[BEGIN PAGE]

A Guide to Experimentation in LaunchDarkly featured image

Key Takeaways

  • Get a step-by-step guide on how to run experiments in LaunchDarkly at an introductory (101) level
  • Learn how to experiment on software features and control the associated rollout with feature flags
  • Learn best practices for running multiple kinds of experiments, e.g., funnel optimization vs. feature change

Whenever we make any software change, we are experimenting. Will it crash? Will it do what we intend? Will it cause harmful side effects? Will it deliver value? Even an innocent "bug fix" can fail to solve the problem or create more problems. Unfortunately, we often skip over the part of actually measuring the effectiveness of these changes.

With LaunchDarkly, you can create experiments on any software you're developing—mobile apps, websites, automobile software, gaming devices, and more—across any part of the stack. While the experiments may impact different parts of the application and be implemented in slightly different ways, the goal is almost always the same: to determine what delivers the best results to your end users.

[END PAGE]

— OBJECTIVES —
1. Copy a passage of the experimentation guide above word for word, starting at the words "Whenever we make" and stopping after "your end users.".
2. Extend the experimentation guide above, picking up right after its final sentence.

[BEGIN INFORMATION SUPPLIED]

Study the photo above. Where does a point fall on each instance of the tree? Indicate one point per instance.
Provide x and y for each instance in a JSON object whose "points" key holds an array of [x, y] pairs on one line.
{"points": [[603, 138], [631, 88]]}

[END INFORMATION SUPPLIED]

— EXPECTED OUTPUTS —
1.
Whenever we make any software change, we are experimenting. Will it crash? Will it do what we intend? Will it cause harmful side effects? Will it deliver value? Even an innocent "bug fix" can fail to solve the problem or create more problems. Unfortunately, we often skip over the part of actually measuring the effectiveness of these changes.

With LaunchDarkly, you can create experiments on any software you're developing—mobile apps, websites, automobile software, gaming devices, and more—across any part of the stack. While the experiments may impact different parts of the application and be implemented in slightly different ways, the goal is almost always the same: to determine what delivers the best results to your end users.

2.
LaunchDarkly unites feature management and experimentation in a single platform. This integrates experimentation with the developer workflow, fosters collaboration between product managers and developers, and simplifies the process of launching experiments. 

LaunchDarkly users run experiments on many things, from notifications opt-ins and third-party library assessments to new algorithms and server-side changes!

In this guide, you'll learn how to create experiments in LaunchDarkly to uncover the data that matters most to your business.

What exactly is an experiment (you know, technically speaking)?

An experiment helps you better understand the cause and effect of different elements of a user's action. Put simply, it's a way to gain insights into the business impacts of the potential aspects you're changing. LaunchDarkly will monitor events within your software and see how they are affected by a change you are rolling out using a feature flag.

Building your first experiment

Ready to don your lab coats and start experimenting?! Let's begin by figuring out what we will be testing.

In the early days of experimentation, defining what you are testing (the change), how you will measure its impact (the performance metric), and what you think will happen (the hypothesis) is essential. You could set up the experiment technically correct, but if you're measuring the wrong thing, you've signed yourself up for a bad metric mumbo jumbo, where the numbers don't matter. 

Let's explore a real-world example. You're working at an e-commerce company and want to see if a different product display page (PDP) influences the number of times something is added to the cart.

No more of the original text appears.